▸ EXCERPT PROVIDED

— start —

What Does System Design Actually Look Like? - Creating a WhenIsGood Clone From Scratch

System design is a complicated skill that takes engineers of all disciplines years to become proficient in, yet alone master. In order to practice my low-level system design skills and tackle an inconvenience I often have, I decided to recreate the popular meeting scheduling website WhenIsGood [whenisgood.net] and make it my own. I wanted to extract only the parts of WhenIsGood that I needed and strip away my biggest gripe (the downtime!).

The most important step in creating any new system occurs before any code is written: the flowchart. This flowchart may simply be a mental model to describe a system or a digitally drawn series of connections that allows for easy communication and visualization.

The Flowchart Diagram for WhenIsGooder

Ensuring that the system design is rational saves significant time down the line when implementing the solution. Initially my design was to have responses.db styled as a table, where each unique responder would have a single response row that stored all the times they were available. Since I had not thought that far ahead when I created the project, I had to rewrite some code to instead model each individual time as a separate response. This change significantly cleaned up the internal flow of the webapp with minimal memory drawbacks.

— end —

▸ GIVEN INFORMATION
— start —

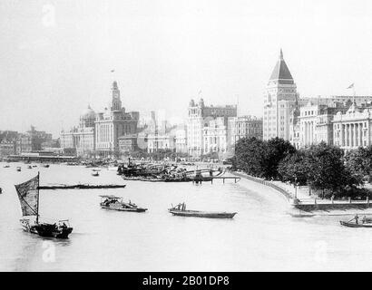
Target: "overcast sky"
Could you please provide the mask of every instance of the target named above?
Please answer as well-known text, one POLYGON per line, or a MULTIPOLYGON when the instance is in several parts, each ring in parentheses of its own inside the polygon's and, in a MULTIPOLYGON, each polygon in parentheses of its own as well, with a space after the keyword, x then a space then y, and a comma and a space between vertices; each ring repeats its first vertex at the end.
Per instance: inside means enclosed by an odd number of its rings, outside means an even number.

— end —

▸ WHAT YOU HAVE TO DO
Could you duplicate, word for word, the part of the article above on building a WhenIsGood clone that begins with the words containing "What Does System" and ends with "communication and visualization."?

▸ ANSWER
What Does System Design Actually Look Like? - Creating a WhenIsGood Clone From Scratch

System design is a complicated skill that takes engineers of all disciplines years to become proficient in, yet alone master. In order to practice my low-level system design skills and tackle an inconvenience I often have, I decided to recreate the popular meeting scheduling website WhenIsGood [whenisgood.net] and make it my own. I wanted to extract only the parts of WhenIsGood that I needed and strip away my biggest gripe (the downtime!).

The most important step in creating any new system occurs before any code is written: the flowchart. This flowchart may simply be a mental model to describe a system or a digitally drawn series of connections that allows for easy communication and visualization.